━━━━━ Records to process ━━━━━
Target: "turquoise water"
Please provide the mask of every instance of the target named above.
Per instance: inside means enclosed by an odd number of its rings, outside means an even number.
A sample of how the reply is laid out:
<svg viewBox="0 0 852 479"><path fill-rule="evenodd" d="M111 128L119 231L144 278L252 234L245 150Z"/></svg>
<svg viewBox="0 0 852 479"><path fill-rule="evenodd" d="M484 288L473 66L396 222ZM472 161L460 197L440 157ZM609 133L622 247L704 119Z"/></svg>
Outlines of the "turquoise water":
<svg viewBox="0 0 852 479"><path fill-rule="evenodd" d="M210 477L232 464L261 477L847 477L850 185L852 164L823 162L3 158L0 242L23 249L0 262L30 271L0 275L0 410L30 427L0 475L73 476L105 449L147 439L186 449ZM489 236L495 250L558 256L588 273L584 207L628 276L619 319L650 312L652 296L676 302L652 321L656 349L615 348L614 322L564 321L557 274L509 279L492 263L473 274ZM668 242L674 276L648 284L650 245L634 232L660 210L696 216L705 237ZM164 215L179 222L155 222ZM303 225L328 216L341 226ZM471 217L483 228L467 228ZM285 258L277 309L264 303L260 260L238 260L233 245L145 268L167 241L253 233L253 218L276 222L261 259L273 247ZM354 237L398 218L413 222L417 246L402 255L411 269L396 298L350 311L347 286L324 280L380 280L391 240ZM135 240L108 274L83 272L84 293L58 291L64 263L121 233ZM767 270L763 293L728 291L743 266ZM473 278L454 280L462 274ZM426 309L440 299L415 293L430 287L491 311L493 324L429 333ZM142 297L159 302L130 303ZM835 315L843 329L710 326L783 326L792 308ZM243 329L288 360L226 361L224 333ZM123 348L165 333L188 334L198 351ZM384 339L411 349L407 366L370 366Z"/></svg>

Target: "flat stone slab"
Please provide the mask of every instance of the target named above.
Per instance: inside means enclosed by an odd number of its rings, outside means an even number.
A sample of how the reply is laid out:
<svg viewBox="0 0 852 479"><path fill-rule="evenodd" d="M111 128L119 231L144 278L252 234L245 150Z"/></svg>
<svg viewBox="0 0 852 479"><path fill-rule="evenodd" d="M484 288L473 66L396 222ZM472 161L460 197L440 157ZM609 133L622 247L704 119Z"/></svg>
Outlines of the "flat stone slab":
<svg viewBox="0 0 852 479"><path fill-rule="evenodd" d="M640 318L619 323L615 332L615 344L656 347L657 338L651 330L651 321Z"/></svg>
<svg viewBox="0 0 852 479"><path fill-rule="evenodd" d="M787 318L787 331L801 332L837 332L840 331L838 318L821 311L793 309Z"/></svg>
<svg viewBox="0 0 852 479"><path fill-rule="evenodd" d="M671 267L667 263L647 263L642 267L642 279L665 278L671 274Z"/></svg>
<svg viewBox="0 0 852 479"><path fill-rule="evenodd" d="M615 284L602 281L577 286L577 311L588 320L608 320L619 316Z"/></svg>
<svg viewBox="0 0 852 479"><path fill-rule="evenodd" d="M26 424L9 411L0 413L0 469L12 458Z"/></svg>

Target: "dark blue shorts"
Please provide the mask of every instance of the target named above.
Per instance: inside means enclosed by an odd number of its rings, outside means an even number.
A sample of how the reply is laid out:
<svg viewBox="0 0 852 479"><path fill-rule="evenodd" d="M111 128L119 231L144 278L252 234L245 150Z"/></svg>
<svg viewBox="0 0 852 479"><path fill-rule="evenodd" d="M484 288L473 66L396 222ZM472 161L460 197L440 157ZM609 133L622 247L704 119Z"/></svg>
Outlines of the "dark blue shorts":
━━━━━
-- What the task asks --
Pull out every line of the entries above that contains the string "stone". Case counts.

-- Finished exercise --
Target: "flat stone slab"
Outlines of the "flat stone slab":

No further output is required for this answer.